(Data extract)

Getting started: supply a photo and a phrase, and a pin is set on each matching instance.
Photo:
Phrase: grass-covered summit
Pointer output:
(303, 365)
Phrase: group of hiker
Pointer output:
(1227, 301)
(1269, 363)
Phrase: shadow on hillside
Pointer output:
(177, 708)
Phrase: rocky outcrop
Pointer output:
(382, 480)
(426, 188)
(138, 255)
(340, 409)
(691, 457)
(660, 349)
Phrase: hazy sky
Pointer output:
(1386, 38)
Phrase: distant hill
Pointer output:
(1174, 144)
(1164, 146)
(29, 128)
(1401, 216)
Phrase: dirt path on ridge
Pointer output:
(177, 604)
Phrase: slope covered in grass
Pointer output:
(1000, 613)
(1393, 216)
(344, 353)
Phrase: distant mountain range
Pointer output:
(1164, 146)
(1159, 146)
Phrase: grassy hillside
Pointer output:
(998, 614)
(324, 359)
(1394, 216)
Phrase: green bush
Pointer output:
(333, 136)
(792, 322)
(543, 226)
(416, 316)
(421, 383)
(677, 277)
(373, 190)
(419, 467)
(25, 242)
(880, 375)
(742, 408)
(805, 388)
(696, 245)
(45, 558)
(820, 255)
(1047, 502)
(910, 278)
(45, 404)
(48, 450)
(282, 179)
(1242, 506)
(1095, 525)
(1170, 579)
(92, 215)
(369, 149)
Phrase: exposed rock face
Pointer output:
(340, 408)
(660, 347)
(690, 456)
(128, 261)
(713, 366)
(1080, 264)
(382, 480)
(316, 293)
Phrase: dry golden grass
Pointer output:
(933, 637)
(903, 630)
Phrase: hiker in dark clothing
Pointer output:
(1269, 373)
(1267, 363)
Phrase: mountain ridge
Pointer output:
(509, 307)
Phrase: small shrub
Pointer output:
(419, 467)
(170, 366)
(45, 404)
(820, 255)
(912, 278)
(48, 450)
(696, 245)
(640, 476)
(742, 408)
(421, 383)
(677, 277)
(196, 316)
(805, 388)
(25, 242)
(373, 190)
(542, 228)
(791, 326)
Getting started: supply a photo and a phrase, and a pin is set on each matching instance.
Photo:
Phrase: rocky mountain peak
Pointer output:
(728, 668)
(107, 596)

(End Data extract)

Try it: Copy the data. Make sure every line matches exactly.

Task result:
Getting started: supply a photo and a phrase, and a pin is set on each matching instance.
Photo:
Phrase: grass-covered summit
Pointer output:
(303, 365)
Phrase: group of hiker
Pointer output:
(1227, 301)
(1269, 363)
Phrase: shadow on hillside
Pointer output:
(177, 708)
Phrase: rocky outcrop
Pointer output:
(382, 480)
(426, 188)
(138, 255)
(340, 409)
(691, 457)
(660, 349)
Phrase: hazy sky
Pointer output:
(1386, 38)
Phrase: distant hill
Pointer output:
(1174, 144)
(1164, 146)
(29, 128)
(1401, 216)
Phrase: dirt path on ridge
Pointer output:
(177, 604)
Phrase: slope covered in grass
Pointer output:
(1000, 613)
(1393, 216)
(344, 353)
Phrase: distant mountain range
Pointer output:
(1164, 146)
(1159, 146)
Phrase: grassy hillside
Pointer output:
(998, 614)
(324, 359)
(1394, 216)
Phrase: green bush
Pointer output:
(333, 136)
(792, 322)
(543, 226)
(416, 316)
(421, 383)
(677, 277)
(373, 190)
(419, 467)
(25, 242)
(880, 375)
(742, 408)
(805, 388)
(696, 245)
(45, 558)
(820, 255)
(1047, 502)
(910, 278)
(45, 404)
(48, 450)
(282, 179)
(1242, 506)
(1095, 525)
(1170, 579)
(92, 215)
(369, 149)
Phrase: exposed rock face
Pointer output:
(340, 408)
(660, 347)
(690, 456)
(128, 261)
(713, 366)
(1080, 264)
(382, 480)
(316, 293)
Phrase: dry golden grass
Pointer output:
(933, 637)
(903, 630)
Phrase: hiker in dark clothing
Pointer output:
(1269, 373)
(1267, 363)
Phrase: mountain ridge
Pointer output:
(509, 307)
Phrase: small shrub
Pointer output:
(419, 467)
(170, 366)
(45, 404)
(820, 255)
(912, 278)
(48, 450)
(696, 245)
(640, 476)
(742, 408)
(421, 383)
(677, 277)
(196, 316)
(805, 388)
(25, 242)
(373, 190)
(542, 228)
(791, 326)
Getting started: supply a photo and a phrase, and a pin is set on each matching instance.
Photo:
Phrase: rocky mountain peak
Pointer output:
(728, 668)
(107, 596)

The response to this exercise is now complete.